■ Problem description
Return every entry exactly as written.

(Point localization data)
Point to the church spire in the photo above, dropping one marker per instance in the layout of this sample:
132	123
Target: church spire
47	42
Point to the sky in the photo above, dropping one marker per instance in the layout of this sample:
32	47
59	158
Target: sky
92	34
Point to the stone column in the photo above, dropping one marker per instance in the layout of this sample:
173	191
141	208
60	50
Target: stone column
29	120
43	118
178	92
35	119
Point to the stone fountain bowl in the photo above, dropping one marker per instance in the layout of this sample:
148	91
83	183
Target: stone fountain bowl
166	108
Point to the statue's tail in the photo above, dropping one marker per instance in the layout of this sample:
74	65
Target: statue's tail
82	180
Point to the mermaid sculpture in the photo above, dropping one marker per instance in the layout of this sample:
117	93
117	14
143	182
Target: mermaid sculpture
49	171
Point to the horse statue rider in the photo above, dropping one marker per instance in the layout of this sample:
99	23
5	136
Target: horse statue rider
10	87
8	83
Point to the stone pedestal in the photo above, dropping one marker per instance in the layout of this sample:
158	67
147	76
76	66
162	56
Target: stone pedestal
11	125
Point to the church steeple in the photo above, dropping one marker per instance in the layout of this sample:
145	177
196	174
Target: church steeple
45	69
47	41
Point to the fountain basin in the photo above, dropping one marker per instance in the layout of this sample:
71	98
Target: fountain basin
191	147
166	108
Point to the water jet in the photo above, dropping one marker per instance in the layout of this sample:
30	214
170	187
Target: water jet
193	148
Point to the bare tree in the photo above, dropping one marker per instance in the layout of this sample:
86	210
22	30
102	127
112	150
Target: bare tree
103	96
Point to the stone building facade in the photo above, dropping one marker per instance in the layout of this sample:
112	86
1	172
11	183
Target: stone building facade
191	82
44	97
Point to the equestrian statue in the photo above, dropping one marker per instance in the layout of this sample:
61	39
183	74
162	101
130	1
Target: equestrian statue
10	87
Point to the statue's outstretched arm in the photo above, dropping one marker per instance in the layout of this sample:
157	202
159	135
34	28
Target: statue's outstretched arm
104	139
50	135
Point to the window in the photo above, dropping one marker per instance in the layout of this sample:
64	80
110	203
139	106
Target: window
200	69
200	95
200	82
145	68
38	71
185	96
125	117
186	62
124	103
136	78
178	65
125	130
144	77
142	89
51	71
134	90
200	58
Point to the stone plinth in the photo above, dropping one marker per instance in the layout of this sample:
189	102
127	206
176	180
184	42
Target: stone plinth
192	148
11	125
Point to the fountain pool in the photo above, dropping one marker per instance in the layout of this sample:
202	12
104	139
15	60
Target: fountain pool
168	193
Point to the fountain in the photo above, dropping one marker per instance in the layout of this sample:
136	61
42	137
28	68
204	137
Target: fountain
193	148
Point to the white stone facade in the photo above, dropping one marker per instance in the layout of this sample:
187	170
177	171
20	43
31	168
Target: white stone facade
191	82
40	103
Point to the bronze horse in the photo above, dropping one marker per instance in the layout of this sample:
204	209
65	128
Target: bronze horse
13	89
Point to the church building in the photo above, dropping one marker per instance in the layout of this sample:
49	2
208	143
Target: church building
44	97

■ Answer box
Point to the church spire in the photo above, dropping one marker per instance in the layout of this sample:
132	123
Target: church spire
47	42
Point to the sky in the photo above, dropping one marker per instance in the layout of this sample:
32	47
59	158
Target: sky
92	34
Point to the stone column in the photo above, dropping one marker per instance in the layout of this sample:
173	191
141	208
60	50
Target: stone column
29	120
43	118
178	92
35	119
Point to the stone fountain bowl in the photo above, dropping one marker per instance in the layout of this sample:
148	91
83	183
Target: stone fountain bowl
166	108
Point to the statue's tail in the photo above, dropping one marker per instance in the layout of this sample:
74	65
Target: statue's tail
82	180
Point to the mermaid sculpture in the photo above, dropping one marker per instance in the layout of this sample:
117	93
117	14
143	182
Target: mermaid sculpture
49	171
Point to the horse statue rider in the photo above, dropping one marker per instance in the layout of this sample:
99	23
5	136
Target: horse statue rider
10	87
8	83
Point to the stone pedestal in the photo above, dropping one marker per instance in the layout of this sample:
158	67
147	76
76	66
162	56
Target: stone pedestal
11	125
Point to the church steeple in the photo above, dropping one marker per instance in the layout of this sample:
145	177
196	174
Target: church steeple
45	69
47	41
Point to the fountain basin in the photo above, dropping one marker per instance in the layout of this sample:
71	98
Target: fountain basin
191	147
166	108
Point to the water jet in the photo above, dropping one marker per instance in the layout of this sample:
30	214
170	187
Target: water jet
193	148
Point to the bare tree in the photo above, dropping one marker per instance in the layout of this sample:
86	210
22	30
102	127
112	150
Target: bare tree
103	96
Point to the stone building facade in the photo above, dropping one marker per instance in the layout of this sample:
112	86
1	172
11	183
Target: stone building facade
191	82
44	97
Point to the equestrian statue in the photo above, dropping one marker per instance in the layout of this sample:
61	39
183	74
162	101
130	1
Target: equestrian statue
10	87
Point to the statue's outstretched arm in the photo above, dropping one marker per instance in the layout of this sample:
157	202
159	135
34	28
Target: statue's outstretched arm
104	139
50	135
Point to the window in the photo above, dropping one marker per instance in the layout of this sample:
64	80
110	203
139	106
Target: window
200	69
200	95
200	82
145	68
38	71
185	96
125	117
186	62
124	103
136	78
178	65
125	130
144	77
142	89
51	71
134	90
200	58
Point to the stone plinth in the photo above, dropping one marker per instance in the layout of this sample:
189	102
127	206
176	180
184	42
Target: stone plinth
192	148
11	125
Point to the fountain pool in the photo above, dropping one marker per instance in the layout of this sample:
202	12
104	139
15	60
Target: fountain pool
168	193
Point to the fountain in the photo above, dropping one marker per instance in the layout of this sample:
136	61
42	137
28	68
204	137
Target: fountain
193	148
Point to the white stone facade in the photo above, dropping one marker per instance in the layout of this sample:
187	170
177	171
20	43
31	168
Target: white stone facade
191	82
40	103
Point to the bronze horse in the photo above, dropping one marker per instance in the layout of this sample:
204	209
65	128
Target: bronze horse
13	89
Point to the church building in the photo above, dropping one marker per instance in the layout of this sample:
49	2
208	143
Target: church building
44	97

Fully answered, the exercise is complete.